EXERCISE REQUIREMENTS ▸
Your task is to print every entry below exactly as given.
--
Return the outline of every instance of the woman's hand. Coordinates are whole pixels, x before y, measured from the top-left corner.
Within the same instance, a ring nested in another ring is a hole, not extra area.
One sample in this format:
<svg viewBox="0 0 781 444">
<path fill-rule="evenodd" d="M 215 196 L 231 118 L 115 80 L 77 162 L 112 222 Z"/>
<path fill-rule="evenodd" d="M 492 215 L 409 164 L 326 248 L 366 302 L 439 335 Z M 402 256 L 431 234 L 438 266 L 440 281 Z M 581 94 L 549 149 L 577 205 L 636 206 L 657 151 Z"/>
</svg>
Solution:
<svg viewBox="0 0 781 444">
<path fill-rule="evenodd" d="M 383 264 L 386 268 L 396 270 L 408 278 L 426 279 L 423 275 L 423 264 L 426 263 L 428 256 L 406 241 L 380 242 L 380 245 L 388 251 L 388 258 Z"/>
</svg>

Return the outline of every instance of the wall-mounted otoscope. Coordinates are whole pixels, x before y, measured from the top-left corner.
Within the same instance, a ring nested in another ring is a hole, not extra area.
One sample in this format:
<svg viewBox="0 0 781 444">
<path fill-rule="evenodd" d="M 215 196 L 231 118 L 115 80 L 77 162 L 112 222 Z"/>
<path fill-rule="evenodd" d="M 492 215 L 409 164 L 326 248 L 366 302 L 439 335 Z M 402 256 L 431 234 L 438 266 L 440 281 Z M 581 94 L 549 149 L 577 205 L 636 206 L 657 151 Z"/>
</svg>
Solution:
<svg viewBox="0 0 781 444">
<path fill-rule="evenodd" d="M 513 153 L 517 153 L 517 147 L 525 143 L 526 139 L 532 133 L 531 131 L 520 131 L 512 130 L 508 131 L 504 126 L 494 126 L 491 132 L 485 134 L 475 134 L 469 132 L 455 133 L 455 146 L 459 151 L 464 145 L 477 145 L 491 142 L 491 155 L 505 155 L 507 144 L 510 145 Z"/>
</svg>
--
COMPLETE RESPONSE ▸
Return the outline of every instance of the woman's hand. Coordinates are whole pixels, x before y, measured from the top-left corner.
Within the same instance, a ring nested in another ring is a hole, not extra area.
One sample in this format:
<svg viewBox="0 0 781 444">
<path fill-rule="evenodd" d="M 215 196 L 231 118 L 115 80 L 77 162 L 112 222 Z"/>
<path fill-rule="evenodd" d="M 492 215 L 409 164 L 326 248 L 366 302 L 439 335 Z M 402 256 L 431 234 L 438 266 L 440 281 Z M 581 94 L 549 149 L 577 205 L 636 206 L 657 151 Z"/>
</svg>
Solution:
<svg viewBox="0 0 781 444">
<path fill-rule="evenodd" d="M 383 264 L 386 268 L 396 270 L 408 278 L 426 279 L 423 275 L 423 264 L 426 263 L 428 256 L 406 241 L 380 242 L 380 245 L 388 251 L 388 258 Z"/>
</svg>

Return the outline of every instance of the wall-mounted otoscope. Coordinates are whole pixels, x before y, measured from the top-left corner.
Within the same instance, a ring nested in another ring is a hole, not extra area.
One sample in this format:
<svg viewBox="0 0 781 444">
<path fill-rule="evenodd" d="M 215 196 L 231 118 L 115 80 L 77 162 L 112 222 Z"/>
<path fill-rule="evenodd" d="M 492 215 L 409 164 L 326 248 L 366 302 L 439 335 Z M 402 256 L 431 234 L 438 266 L 440 281 Z M 581 94 L 549 149 L 577 205 L 636 206 L 657 151 Z"/>
</svg>
Solution:
<svg viewBox="0 0 781 444">
<path fill-rule="evenodd" d="M 513 153 L 517 153 L 517 147 L 525 143 L 526 139 L 532 133 L 531 131 L 520 131 L 512 130 L 508 131 L 504 126 L 494 126 L 491 132 L 485 134 L 475 134 L 469 132 L 455 133 L 455 146 L 459 151 L 464 145 L 477 145 L 491 142 L 491 155 L 505 155 L 507 144 L 510 145 Z"/>
</svg>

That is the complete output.